## Task objective
Copy the rows below, replacing every "clicks" with "points" and changing nothing else.

%%

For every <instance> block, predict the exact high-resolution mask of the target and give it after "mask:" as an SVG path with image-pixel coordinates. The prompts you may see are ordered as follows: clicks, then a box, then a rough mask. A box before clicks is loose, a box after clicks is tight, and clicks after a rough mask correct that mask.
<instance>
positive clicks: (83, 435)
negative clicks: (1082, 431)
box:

%%

## Answer space
For every <instance> block, predict the exact high-resolution mask of the target and give it after "mask:" as an SVG path with image-pixel coordinates. The prompts you may see are ordered as follows: points, then a box, then a rough mask. A box before points is loose, a box after points is tight, and points after a rough mask correct that mask.
<instance>
positive points: (83, 435)
negative points: (1082, 431)
box:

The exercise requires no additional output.